- Quoted passage -
I’ve run into this attitude before, where publishers think they are teachers and the publishing house some kind of podium from which they should teach their “truths” to the public.  I don’t know if this is the result of very limited life experience, in which they were taught only people who attend the best colleges know anything, or if they are simply virtue signaling to the rest of their smaller, insular field with what “good people” they are.

Heck, it could even be that literature, having cast off the idea of judging quality by references to classical literature and history, started judging by how well it represented “the underdog” or rather “the underclass” and the class struggle and the oppression of capitalism, and all the Marxist rot they now teach in school instead of classical mythology (one mythology for another.  I liked Jove better.)

And you know, you always have to go a step further to be considered cutting edge, edgy, daring, or award worthy.  And awards I guess do matter for publishers, because with falling printruns and all the funny accounting it’s the only thing they can point to to say they’re doing a great job. Maybe.  Well, at least both editor and author can get jobs teaching college on the strength of that.

So they’ve forgotten they sell books to people.  Instead they think people will, of necessity, buy books.  They’re not wrong, at that.  You know how I said some people read compulsively?  It turns out we make most of the money for publishers.

The people who read one or two books a year?  Yeah, that’s fine and there’s a lot of them, but my people?  We read a minimum of two books a week  (If I’m on vacation I read that a year.)  Sure we re-read but we still need new fodder.  And we’ll read like crazy.  Except we don’t read anything and everything.

- Your instructions -
Return the part of the piece on publishers that runs from "So they’ve forgotten" up to and including "money for publishers.", copied word for word.

- Data provided -
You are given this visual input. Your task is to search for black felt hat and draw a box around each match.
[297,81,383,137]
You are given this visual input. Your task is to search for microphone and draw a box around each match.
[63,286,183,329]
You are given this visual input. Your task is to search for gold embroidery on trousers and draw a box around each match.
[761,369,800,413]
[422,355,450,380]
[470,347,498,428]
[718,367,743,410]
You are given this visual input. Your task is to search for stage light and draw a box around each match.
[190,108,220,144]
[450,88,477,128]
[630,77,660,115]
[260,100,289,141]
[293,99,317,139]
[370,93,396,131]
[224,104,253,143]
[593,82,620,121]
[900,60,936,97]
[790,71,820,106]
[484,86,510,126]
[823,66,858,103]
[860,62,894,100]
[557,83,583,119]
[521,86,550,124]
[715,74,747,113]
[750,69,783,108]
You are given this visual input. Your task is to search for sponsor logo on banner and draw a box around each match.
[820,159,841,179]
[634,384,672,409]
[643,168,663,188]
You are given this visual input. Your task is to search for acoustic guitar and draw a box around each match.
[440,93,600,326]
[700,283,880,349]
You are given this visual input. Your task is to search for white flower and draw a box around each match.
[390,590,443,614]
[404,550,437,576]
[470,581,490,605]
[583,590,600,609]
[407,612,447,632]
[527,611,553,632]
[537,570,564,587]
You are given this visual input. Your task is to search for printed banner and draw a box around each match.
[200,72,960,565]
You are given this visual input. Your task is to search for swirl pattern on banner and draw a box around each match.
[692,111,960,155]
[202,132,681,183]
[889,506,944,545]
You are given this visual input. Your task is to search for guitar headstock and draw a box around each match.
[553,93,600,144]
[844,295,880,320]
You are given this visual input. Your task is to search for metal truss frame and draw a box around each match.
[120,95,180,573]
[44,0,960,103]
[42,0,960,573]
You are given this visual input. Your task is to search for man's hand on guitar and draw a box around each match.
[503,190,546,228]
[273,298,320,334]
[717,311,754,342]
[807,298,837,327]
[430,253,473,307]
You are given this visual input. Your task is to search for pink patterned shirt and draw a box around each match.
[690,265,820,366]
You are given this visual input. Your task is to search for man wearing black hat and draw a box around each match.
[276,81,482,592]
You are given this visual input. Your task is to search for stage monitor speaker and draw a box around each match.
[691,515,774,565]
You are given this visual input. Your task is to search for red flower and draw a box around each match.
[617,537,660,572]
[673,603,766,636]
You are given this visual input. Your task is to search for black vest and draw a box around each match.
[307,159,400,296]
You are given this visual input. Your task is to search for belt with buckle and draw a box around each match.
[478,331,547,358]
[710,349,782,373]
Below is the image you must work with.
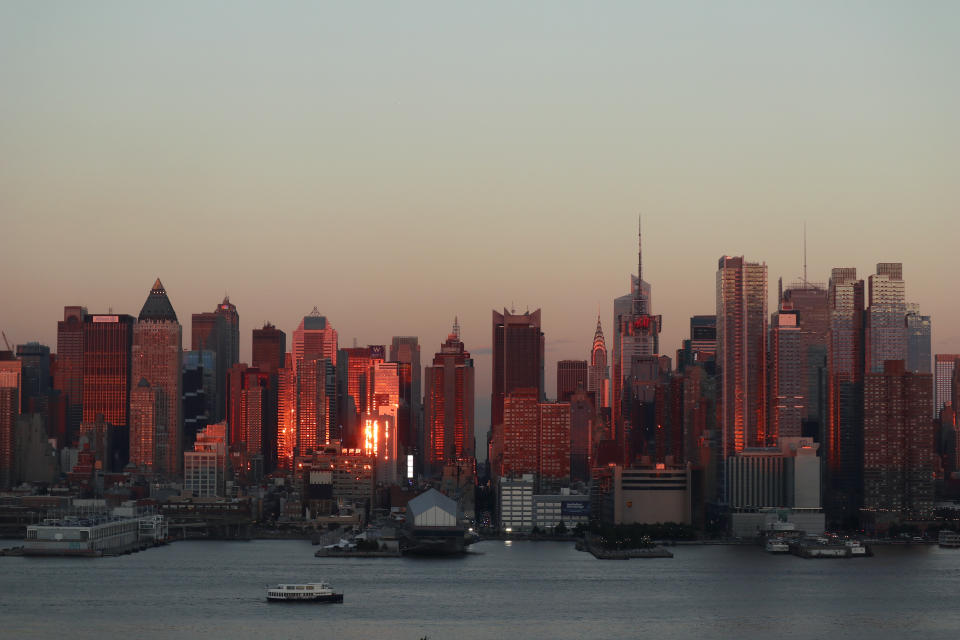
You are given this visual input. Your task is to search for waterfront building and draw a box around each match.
...
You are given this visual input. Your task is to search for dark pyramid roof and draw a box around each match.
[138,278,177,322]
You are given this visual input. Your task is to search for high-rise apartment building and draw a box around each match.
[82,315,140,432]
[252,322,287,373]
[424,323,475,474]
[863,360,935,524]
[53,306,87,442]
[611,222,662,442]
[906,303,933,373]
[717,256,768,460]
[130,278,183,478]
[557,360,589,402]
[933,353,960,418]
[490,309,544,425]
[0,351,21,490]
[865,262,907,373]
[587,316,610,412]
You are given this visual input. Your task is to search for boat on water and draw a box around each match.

- Written response -
So they’ve forgotten they sell books to people.  Instead they think people will, of necessity, buy books.  They’re not wrong, at that.  You know how I said some people read compulsively?  It turns out we make most of the money for publishers.